- **Quoted passage**:
■ ■ ■ ■ ■ ■ ■

Personal information
- Born: April 30, 1983 (age 42) San Diego, California, U.S.
- Listed height: 6 ft 6 in (1.98 m)
- Listed weight: 315 lb (143 kg)

Career information
- High school: Lebanon (OR)
- College: Weber State
- NFL draft: 2006: 3rd round, 69th overall pick

Career history
- Oakland Raiders (2006–2009); Jacksonville Jaguars (2009); Cleveland Browns (2010); Seattle Seahawks (2011–2013); Cleveland Browns (2014);

Awards and highlights
- Super Bowl champion (XLVIII);

Career NFL statistics
- Games played: 83
- Games started: 52
- Fumble recoveries: 1
- Stats at Pro Football Reference

= Paul McQuistan =

American football player (born 1983)

Paul McQuistan (born April 30, 1983) is an American former professional football player who was an offensive guard in the National Football League (NFL). He was selected by the Oakland Raiders in the third round of the 2006 NFL draft. He played college football at Weber State.

McQuistan was also a member of the Jacksonville Jaguars, Cleveland Browns, and Seattle Seahawks.

==Early life==
McQuistan attended Lebanon High School in Lebanon, Oregon, where he was a letterman in football. He was named as a second team All-Valley League selection at guard and was an All-Valley League Honorable Mention selection as a defensive tackle

==College career==
He played college football at Weber State University in Utah, and was selected in the third round (69th overall) by the Raiders in the 2006 NFL draft. His twin brother, Pat McQuistan also played at Weber State and was selected in the seventh round (211th overall) by the Dallas Cowboys.

==Professional career==

Pre-draft measurables
| Height | Weight | Arm length | Hand span | 40-yard dash | 10-yard split | 20-yard split | 20-yard shuttle | Three-cone drill | Vertical jump | Broad jump | Bench press |
| 6 ft 6+1⁄8 in (1.98 m) | 312 lb (142 kg) | 33+1⁄4 in (0.84 m) | 9+3⁄4 in (0.25 m) | 5.10 s | 1.73 s | 2.91 s | 4.62 s | 7.72 s | 29.5 in (0.75 m) | 9 ft 2 in (2.79 m) | 28 reps |
All values from NFL Combine

===Oakland Raiders===
McQuistan was named the starting right guard for the Oakland Raiders prior to the 2006 NFL season. After starting the first six games, he was benched for the remaining 10 games. In 2007, McQuistan moved over to right tackle, playing all 16 games and started six of them. He only played one game in 2008 before suffering an injury and being placed on injured reserve, thus ending his season. McQuistan was released on November 9, 2009.

===Jacksonville Jaguars===
He was signed by the Jacksonville Jaguars on November 21, 2009. On September 5, 2010, he was released by the Jaguars.

===Cleveland Browns (first stint)===
McQuistan signed with the Cleveland Browns on October 20, 2010. He was waived on November 13, 2010.

===Seattle Seahawks===
McQuistan signed with the Seattle Seahawks on January 28, 2011. McQuistan won his first Super Bowl with the Seahawks, when they defeated the Broncos, 43–8.

===Cleveland Browns (second stint)===
On March 24, 2014, he signed a two-year deal with the Browns. He was released on February 13, 2015.

■ ■ ■ ■ ■ ■ ■

Copy out everything in the Paul McQuistan profile from "American football player" down to "at Weber State.", word for word.

- **Dataset**:
■ ■ ■ ■ ■ ■ ■

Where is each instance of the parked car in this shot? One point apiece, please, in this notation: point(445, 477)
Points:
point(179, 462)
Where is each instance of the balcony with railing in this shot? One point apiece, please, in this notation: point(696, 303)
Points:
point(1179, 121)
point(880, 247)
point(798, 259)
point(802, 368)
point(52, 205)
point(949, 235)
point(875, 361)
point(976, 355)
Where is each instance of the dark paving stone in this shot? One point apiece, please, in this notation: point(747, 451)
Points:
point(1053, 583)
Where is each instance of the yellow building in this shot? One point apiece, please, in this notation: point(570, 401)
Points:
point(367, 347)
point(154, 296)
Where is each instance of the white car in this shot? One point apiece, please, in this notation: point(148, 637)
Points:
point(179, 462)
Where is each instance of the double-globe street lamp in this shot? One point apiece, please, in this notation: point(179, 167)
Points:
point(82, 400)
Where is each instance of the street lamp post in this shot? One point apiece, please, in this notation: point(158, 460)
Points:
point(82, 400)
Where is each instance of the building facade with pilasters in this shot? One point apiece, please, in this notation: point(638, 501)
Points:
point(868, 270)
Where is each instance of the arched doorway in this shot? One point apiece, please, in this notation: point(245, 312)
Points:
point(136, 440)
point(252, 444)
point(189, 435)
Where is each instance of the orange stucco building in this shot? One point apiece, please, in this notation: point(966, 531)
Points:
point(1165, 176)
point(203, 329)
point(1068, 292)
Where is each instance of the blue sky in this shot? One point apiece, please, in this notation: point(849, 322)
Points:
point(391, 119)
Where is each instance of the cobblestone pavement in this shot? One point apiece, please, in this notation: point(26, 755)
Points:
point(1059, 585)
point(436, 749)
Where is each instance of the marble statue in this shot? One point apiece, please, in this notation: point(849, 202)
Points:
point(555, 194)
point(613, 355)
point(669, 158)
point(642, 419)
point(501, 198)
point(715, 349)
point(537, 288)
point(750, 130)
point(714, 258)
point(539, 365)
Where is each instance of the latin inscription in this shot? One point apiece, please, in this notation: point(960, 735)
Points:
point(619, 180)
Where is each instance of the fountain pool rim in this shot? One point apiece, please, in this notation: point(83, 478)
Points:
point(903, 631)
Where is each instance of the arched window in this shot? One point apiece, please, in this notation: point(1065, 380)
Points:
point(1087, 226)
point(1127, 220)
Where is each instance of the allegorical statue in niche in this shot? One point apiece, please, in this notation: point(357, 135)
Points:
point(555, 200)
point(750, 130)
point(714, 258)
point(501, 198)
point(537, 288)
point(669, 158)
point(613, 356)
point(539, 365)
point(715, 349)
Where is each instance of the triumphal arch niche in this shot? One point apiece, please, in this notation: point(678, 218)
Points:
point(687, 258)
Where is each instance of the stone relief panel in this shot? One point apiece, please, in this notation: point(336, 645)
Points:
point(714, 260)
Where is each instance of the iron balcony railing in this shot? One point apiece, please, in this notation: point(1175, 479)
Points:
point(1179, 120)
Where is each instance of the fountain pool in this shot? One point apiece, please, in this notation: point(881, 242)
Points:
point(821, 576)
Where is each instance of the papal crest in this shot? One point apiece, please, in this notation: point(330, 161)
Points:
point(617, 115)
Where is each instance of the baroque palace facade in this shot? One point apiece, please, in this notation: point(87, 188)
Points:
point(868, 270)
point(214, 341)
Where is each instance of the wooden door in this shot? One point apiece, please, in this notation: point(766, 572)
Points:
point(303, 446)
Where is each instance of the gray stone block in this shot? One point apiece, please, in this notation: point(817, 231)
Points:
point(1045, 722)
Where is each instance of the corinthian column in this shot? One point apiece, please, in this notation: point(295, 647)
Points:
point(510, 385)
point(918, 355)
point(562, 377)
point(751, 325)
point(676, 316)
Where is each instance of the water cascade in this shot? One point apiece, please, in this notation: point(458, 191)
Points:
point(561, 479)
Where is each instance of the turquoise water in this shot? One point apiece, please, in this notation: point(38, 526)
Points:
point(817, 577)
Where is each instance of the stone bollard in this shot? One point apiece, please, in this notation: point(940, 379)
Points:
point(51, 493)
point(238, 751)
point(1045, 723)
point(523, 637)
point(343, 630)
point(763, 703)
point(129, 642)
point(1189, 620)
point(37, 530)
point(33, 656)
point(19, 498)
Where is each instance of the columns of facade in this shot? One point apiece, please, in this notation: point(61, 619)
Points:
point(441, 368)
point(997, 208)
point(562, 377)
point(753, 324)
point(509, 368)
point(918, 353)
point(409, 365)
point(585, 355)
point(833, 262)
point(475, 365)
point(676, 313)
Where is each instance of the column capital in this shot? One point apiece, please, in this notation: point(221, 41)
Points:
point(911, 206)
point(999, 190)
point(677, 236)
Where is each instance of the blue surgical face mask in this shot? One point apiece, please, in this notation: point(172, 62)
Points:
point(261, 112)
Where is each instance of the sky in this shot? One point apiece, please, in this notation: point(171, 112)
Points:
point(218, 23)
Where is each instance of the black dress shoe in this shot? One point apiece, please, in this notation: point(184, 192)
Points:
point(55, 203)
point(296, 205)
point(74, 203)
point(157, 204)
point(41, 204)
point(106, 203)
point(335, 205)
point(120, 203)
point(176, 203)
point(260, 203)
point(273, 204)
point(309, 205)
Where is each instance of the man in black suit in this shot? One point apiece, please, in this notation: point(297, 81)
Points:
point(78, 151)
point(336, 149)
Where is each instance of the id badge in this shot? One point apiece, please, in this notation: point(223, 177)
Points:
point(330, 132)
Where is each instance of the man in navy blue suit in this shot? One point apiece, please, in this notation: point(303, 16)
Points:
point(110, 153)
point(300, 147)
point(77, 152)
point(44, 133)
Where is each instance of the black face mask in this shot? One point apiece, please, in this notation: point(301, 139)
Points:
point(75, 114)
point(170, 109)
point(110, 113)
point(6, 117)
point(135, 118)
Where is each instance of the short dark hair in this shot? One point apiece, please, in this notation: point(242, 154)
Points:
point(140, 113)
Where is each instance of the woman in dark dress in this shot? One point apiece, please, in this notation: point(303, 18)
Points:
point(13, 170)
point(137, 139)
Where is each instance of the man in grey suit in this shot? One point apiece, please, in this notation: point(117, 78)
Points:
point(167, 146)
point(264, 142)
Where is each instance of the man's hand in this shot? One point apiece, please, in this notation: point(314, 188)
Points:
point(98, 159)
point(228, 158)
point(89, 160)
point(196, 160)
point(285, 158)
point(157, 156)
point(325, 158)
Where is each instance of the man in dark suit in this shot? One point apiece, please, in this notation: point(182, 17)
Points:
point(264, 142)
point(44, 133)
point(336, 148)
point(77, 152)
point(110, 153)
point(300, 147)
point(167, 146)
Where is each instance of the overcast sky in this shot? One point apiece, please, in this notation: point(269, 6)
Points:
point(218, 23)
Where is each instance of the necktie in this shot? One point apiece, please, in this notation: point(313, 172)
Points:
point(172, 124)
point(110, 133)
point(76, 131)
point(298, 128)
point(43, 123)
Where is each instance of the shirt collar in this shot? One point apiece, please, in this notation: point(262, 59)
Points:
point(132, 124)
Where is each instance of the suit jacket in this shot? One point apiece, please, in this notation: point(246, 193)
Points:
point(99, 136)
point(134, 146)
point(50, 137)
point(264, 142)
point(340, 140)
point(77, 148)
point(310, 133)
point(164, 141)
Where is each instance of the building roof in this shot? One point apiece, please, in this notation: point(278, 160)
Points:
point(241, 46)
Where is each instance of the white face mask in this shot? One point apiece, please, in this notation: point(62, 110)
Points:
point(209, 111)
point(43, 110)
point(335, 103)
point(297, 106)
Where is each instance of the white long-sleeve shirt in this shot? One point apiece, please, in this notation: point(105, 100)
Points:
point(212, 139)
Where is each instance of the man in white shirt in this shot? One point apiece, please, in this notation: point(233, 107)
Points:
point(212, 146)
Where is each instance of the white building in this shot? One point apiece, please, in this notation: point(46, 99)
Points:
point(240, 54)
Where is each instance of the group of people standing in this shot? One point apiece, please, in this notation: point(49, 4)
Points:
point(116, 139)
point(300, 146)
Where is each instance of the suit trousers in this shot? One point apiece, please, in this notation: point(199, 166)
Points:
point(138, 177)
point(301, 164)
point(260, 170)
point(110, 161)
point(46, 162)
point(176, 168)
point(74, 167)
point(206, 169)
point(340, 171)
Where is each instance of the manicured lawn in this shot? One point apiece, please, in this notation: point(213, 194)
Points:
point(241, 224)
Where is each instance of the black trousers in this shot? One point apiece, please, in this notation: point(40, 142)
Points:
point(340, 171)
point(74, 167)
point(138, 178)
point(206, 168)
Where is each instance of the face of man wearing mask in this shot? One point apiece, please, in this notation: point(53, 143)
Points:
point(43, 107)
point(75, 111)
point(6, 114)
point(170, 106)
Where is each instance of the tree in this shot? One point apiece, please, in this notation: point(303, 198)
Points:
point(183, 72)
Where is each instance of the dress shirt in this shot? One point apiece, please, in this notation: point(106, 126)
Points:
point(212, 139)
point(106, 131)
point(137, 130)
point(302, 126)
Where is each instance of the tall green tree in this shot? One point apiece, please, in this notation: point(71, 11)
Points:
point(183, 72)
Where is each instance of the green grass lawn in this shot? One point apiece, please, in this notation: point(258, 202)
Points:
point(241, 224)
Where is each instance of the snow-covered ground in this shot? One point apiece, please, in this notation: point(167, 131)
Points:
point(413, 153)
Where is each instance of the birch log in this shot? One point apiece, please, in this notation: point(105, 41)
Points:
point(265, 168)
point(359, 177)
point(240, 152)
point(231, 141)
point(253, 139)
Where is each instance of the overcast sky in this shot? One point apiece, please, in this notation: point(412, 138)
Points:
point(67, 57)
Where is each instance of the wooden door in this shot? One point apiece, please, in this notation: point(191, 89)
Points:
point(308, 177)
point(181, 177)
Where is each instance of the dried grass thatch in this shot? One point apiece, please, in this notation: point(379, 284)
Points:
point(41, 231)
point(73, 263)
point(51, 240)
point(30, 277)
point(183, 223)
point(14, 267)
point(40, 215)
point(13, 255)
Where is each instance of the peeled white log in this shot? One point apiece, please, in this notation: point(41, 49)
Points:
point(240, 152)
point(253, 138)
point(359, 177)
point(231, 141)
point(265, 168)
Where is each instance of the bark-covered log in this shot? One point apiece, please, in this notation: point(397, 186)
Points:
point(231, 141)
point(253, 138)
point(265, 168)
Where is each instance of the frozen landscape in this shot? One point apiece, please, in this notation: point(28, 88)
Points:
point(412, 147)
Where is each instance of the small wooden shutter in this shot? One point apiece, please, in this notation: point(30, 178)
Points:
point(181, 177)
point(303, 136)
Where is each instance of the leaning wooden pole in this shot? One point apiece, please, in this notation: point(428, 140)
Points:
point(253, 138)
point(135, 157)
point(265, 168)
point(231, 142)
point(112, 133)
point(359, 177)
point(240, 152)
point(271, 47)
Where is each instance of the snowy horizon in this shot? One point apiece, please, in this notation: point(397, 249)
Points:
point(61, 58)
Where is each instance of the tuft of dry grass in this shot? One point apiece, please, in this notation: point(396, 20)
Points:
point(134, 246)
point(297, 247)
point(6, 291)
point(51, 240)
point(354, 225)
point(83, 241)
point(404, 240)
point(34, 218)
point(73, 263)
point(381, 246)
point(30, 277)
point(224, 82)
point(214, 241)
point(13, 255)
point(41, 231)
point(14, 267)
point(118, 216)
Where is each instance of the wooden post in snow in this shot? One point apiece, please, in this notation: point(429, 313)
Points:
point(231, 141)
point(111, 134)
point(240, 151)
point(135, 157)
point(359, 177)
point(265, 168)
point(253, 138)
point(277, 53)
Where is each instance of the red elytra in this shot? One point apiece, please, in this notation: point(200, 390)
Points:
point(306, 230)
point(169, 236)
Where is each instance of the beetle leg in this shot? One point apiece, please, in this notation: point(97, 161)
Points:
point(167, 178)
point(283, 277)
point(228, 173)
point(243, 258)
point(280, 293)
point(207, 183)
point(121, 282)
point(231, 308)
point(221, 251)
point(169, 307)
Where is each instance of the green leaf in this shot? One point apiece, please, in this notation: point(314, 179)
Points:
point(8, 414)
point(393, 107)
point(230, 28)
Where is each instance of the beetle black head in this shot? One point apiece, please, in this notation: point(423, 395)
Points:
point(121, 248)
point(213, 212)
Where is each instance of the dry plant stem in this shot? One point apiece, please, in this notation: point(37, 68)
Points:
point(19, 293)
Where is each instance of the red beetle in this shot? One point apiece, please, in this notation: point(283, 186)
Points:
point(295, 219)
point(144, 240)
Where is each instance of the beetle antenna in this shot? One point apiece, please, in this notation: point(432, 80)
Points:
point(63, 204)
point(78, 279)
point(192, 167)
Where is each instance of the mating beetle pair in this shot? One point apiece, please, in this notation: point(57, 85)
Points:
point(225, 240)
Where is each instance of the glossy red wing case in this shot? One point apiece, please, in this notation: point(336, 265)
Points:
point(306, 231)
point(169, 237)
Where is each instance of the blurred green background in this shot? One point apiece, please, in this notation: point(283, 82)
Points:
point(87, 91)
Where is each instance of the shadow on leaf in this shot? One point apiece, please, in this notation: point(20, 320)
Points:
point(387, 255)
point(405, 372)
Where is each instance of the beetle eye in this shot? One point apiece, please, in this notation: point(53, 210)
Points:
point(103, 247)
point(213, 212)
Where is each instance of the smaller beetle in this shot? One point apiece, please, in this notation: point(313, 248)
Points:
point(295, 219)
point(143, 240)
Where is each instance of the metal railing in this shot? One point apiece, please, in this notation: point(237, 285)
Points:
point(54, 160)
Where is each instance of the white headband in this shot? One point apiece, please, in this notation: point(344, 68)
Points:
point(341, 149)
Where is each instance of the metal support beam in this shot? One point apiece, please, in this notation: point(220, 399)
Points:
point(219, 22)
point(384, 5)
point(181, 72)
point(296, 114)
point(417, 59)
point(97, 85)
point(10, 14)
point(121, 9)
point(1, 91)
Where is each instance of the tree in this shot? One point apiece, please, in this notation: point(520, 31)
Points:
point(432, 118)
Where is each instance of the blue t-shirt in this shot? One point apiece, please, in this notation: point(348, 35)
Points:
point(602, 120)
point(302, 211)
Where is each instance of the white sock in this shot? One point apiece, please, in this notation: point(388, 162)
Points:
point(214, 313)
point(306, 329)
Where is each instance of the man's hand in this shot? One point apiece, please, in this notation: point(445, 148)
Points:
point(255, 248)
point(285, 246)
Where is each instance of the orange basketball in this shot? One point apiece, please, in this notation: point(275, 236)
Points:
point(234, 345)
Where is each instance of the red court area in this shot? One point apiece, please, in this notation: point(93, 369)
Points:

■ ■ ■ ■ ■ ■ ■

- **Problem solution**:
American football player (born 1983)

Paul McQuistan (born April 30, 1983) is an American former professional football player who was an offensive guard in the National Football League (NFL). He was selected by the Oakland Raiders in the third round of the 2006 NFL draft. He played college football at Weber State.